BRIEF.
Write every line of the material out exactly as shown.
## START RECORDS TO USE
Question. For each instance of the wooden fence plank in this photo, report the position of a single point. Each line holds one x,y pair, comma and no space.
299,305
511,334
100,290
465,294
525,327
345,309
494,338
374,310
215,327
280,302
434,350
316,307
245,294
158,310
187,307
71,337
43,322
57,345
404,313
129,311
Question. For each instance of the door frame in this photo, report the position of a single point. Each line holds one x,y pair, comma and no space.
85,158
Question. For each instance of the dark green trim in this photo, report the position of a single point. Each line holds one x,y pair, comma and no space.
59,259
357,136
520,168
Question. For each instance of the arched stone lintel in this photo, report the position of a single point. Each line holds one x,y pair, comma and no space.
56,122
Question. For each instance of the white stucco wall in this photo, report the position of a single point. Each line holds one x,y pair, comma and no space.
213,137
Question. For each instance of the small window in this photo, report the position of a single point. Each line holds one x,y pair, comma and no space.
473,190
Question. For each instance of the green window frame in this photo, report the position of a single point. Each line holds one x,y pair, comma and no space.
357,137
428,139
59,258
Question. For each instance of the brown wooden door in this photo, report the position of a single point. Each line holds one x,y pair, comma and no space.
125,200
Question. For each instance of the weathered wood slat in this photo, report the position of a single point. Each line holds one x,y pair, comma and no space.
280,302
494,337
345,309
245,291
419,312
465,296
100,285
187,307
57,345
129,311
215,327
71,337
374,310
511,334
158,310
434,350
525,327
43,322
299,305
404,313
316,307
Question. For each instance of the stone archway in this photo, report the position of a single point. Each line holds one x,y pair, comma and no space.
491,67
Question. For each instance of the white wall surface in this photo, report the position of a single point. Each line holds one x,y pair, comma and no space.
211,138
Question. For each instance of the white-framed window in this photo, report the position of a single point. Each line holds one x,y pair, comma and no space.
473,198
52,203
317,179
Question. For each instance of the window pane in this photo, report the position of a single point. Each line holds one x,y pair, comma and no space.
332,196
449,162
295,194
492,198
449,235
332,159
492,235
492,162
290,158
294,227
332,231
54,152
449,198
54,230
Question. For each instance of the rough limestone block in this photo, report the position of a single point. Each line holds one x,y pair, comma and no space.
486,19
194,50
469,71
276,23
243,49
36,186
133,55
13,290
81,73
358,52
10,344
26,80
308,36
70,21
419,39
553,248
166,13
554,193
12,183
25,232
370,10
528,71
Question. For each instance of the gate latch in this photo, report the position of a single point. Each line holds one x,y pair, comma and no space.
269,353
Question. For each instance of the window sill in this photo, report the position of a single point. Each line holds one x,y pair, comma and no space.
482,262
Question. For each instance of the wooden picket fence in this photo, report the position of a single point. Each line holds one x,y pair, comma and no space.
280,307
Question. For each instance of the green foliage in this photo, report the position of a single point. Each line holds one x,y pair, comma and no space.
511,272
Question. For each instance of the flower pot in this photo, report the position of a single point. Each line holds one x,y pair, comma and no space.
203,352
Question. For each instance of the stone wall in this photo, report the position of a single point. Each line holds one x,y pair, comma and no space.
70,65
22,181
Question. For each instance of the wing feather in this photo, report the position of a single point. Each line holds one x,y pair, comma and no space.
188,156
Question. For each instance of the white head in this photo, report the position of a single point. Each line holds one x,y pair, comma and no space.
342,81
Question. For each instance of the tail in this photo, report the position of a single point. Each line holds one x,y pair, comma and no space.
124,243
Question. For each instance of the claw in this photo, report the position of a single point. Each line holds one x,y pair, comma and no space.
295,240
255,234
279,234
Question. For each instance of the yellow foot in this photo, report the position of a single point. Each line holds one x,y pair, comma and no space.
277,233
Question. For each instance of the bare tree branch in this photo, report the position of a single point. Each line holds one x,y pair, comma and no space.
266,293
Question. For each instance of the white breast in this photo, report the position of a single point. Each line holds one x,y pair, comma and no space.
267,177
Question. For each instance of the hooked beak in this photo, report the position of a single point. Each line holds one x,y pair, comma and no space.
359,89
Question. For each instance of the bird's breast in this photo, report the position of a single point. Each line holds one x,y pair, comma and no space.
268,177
## END RECORDS TO USE
OUTPUT FOR THIS TASK.
Question. For each instance of the wooden fence plank in this photo, report the position of a single point. Each line holds one x,y pair, comma and no space.
299,305
511,334
100,290
465,294
525,327
345,309
494,338
374,310
215,327
280,302
434,350
316,307
245,294
158,310
187,307
71,337
43,322
57,345
404,313
129,311
Question. For each instance of the door frame in this photo, report the position of a single point. Each line holds one x,y pair, comma and no space.
85,158
Question. For each instance of the dark green trim in this photo, report the position of a single point. Each line holds one x,y pair, comma and no space.
59,259
357,136
520,168
Question. For each instance of the arched stone lintel in this photo, report the position of a single point. Each line holds one x,y pair, comma and no space.
56,122
Question. For each instance of the white stucco wall in this photo, report the position of a single point. Each line holds one x,y pair, comma and no space.
213,137
Question. For each instance of the small window in this photo, report the position of a single point. Each line holds one x,y pair, comma and no space.
473,190
Question. For each instance of the green window frame in this photo, report the position of a single point. Each line holds one x,y pair, comma and no space.
357,137
428,139
59,258
Question. For each instance of the brown wooden door in this photo, report the position of a single point. Each line holds one x,y pair, comma and no space.
125,200
Question. For each instance of the weathered wood slat in this photo, report the position of a single point. Each line holds one x,y pair, comma and no space.
280,302
494,337
345,309
245,291
419,312
465,296
100,285
187,307
57,345
129,311
215,327
71,337
374,310
511,334
158,310
434,350
525,327
43,322
299,305
404,313
316,307
Question. For each instance of the stone archway in this photo, report the position of a single point. Each line holds one x,y pair, comma and no space.
491,67
Question. For each instance of the white wall surface in this photo, report the position of a single point. Each line holds one x,y pair, comma and no space.
211,138
Question. For each instance of the white-framed window in this photo, report the position of a single point. Each line holds one x,y pair, comma and no space.
473,198
52,203
317,179
Question. For each instance of the window pane in this photo, report the position of a single point. Each line holds one x,y pair, comma and no space.
332,196
449,162
295,194
492,198
449,235
332,159
492,235
492,162
290,158
294,227
332,231
54,152
449,198
54,230
Question. For each instance of the rough limestone block in this photo, report the position of a single point. Each line holds one x,y pair, comma and no space.
486,19
194,50
469,71
276,23
243,49
36,186
133,55
13,290
81,73
358,52
10,344
26,80
308,36
70,21
419,39
553,248
166,13
554,193
12,183
25,232
370,10
528,71
Question. For each instance of the gate latch in this photo, report the position of a single point. Each line holds one x,y pair, comma and no space.
269,353
Question. For each instance of the window sill in this photo, report the position of a single point. Each line holds one x,y pair, comma and no space.
482,262
Question. For each instance of the wooden picket fence in this photo, report the position of a single point. Each line holds one x,y pair, comma and no space.
280,307
Question. For each instance of the green foliage in this photo, report the position of a single point. Each line holds one x,y pair, comma and no space.
511,272
Question. For each instance of the flower pot in this photo, report the position of a single point. Each line holds one x,y pair, comma and no space.
203,352
Question. For each instance of the stone wall in this photo, report the position of a single point. Each line holds one x,y pair, comma and no space.
70,65
22,181
Question. For each instance of the wing feather in this photo, report the position of a single point. Each line holds one x,y pair, comma and no space.
188,156
Question. For each instance of the white head in this photo, report the position of a single point. Each line holds one x,y pair, comma and no space.
342,81
Question. For each instance of the tail in this photo, report the position of a single point. Each line holds one x,y pair, comma and no space.
124,243
Question. For each instance of the claw in this photo, report the position of a single point. Each line holds one x,y pair, comma and no space.
295,240
255,234
279,234
Question. For each instance of the yellow foot in this photo, report the position of a single point. Each line holds one x,y pair, comma and no space.
277,233
Question. For each instance of the bare tree branch in this photo, report the position of a single point. Each line holds one x,y pair, comma and no space.
266,293
Question. For each instance of the white breast in this photo, report the position of a single point. Each line holds one x,y pair, comma and no space.
267,177
Question. For each instance of the hooked beak in this photo, report the position of a single point. Each line holds one x,y pair, comma and no space.
359,89
Question. For each instance of the bird's breast in this photo, report the position of a single point. Each line holds one x,y pair, comma and no space.
268,177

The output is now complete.